## Consigne 1
D'après le texte sur le développement durable chez P&G, en quelle année l'entreprise vise-t-elle le zéro émission nette ?
## Consigne 2
Poursuivez le texte sur le développement durable chez P&G à partir de sa dernière phrase.

## Texte cité
⁂
Pour P&G, le développement durable n’est pas un simple slogan, poursuit Olivier Lemay. « Dans notre secteur, nous évoquons souvent une situation gagnant-gagnant-gagnant qui bénéficie à la fois au fournisseur, au retailer et au consommateur. Mais nous voulons y ajouter un quatrième gagnant : la société. C’est pourquoi nous nous attaquons à nos émissions : l’objectif est d’atteindre la neutralité CO2 d’ici 2030 et le zéro émission nette en 2040. »
Cycle de vie
Comment la multinationale compte-t-elle y parvenir ? « Tout d’abord, nous voulons 100 % d’emballages recyclables ou réutilisables à l’horizon 2030. Nous réduisons de 50 % l’utilisation de plastique vierge dans nos emballages. Vous avez peut-être remarqué que nos systèmes de rasage Gillette sont présentés dans des emballages en carton depuis l’année dernière. Nos usines en Europe tournent entièrement à l’électricité renouvelable. Nous avons également lancé des recharges pour le shampooing Head & Shoulders. Enfin, nous utilisons de plus en plus d’ingrédients naturels, comme dans les assouplissants d’origine végétale Lenor. »
⁂
## Extrait de données
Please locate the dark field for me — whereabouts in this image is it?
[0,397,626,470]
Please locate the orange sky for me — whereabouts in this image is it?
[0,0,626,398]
⁂
## Réponse rédigée 1
En 2040.

## Réponse rédigée 2
Mais il ne s’agit pas seulement d’ingrédients et de matériaux d’emballage : « Si nous analysons l’ensemble du cycle de vie de nos produits, nous constatons que leur utilisation par les consommateurs à la maison a également un impact environnemental majeur. Beaucoup de Belges lavent leur linge à des températures trop élevées, par exemple. Dash a mené une campagne en collaboration avec National Geographic pour promouvoir les lessives à 30°. Nous avons lancé la première capsule capable de garantir un résultat impeccable à basse température. C’est une petite prouesse technologique, avec trois liquides différents dans une capsule soluble dans l’eau. Pour la vaisselle, nous recommandons d’utiliser plus souvent le cycle court. Nos tablettes seront à la hauteur. Évitez également le prélavage, il n’est pas nécessaire. »
Rôle social
P&G est un des plus grands annonceurs de Belgique. Cette position implique une grande responsabilité, estime Olivier Lemay. « Nous avons un rôle social à jouer et pouvons toucher de nombreuses personnes. Avec Always par exemple, nous luttons contre la précarité menstruelle. Une personne sur quinze n’a pas les moyens de se procurer des produits menstruels. Parmi elles, on trouve de nombreuses filles scolarisées, qui restent alors chez elles et manquent l’école. Nous avons déjà fait don de 500 000 produits. »
Et le nouveau visage de la marque de soins capillaires Pantène est un modèle transgenre : la danseuse de ballet Nora Monsecour, dont l’histoire a inspiré le célèbre film Girl.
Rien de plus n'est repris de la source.